[Input data]
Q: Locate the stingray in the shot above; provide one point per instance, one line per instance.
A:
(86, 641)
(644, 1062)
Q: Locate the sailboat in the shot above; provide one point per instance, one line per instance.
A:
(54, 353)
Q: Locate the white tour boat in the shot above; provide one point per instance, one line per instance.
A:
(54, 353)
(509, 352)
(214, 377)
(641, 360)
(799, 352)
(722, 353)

[Given problem] Rewrite every line of the rows above as a two-column Markdown table headed Number and Text, numbering the lines in order and leaving out any blank lines.

[Output]
| Number | Text |
|---|---|
| 1 | Q: Locate the stingray in the shot above; provide one point per instance, one line per instance. |
| 2 | A: |
| 3 | (86, 641) |
| 4 | (644, 1062) |
| 5 | Q: Locate the sailboat in the shot above; provide one point per instance, one line per instance. |
| 6 | A: |
| 7 | (54, 353) |
| 8 | Q: Locate the white tour boat in the shot above; provide one point per instance, one line per instance. |
| 9 | A: |
| 10 | (54, 353) |
| 11 | (509, 352) |
| 12 | (214, 377) |
| 13 | (641, 360) |
| 14 | (799, 352) |
| 15 | (722, 353) |